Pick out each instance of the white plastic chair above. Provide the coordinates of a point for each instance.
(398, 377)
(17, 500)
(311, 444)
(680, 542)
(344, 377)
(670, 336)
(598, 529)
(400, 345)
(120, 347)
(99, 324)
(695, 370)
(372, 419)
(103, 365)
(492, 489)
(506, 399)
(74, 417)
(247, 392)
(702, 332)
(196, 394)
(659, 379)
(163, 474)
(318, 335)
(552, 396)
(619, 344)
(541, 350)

◆ **Exercise objective**
Restate every entry above exactly as it stands.

◆ **Response to the exercise**
Pick out each instance of the white plastic chair above. Provide the coordinates of a point for each instance.
(398, 377)
(17, 500)
(311, 444)
(680, 542)
(344, 377)
(670, 336)
(598, 529)
(400, 345)
(120, 347)
(99, 324)
(695, 370)
(372, 419)
(103, 365)
(492, 489)
(506, 399)
(74, 417)
(247, 392)
(702, 332)
(196, 394)
(659, 379)
(163, 474)
(318, 335)
(552, 396)
(619, 344)
(541, 350)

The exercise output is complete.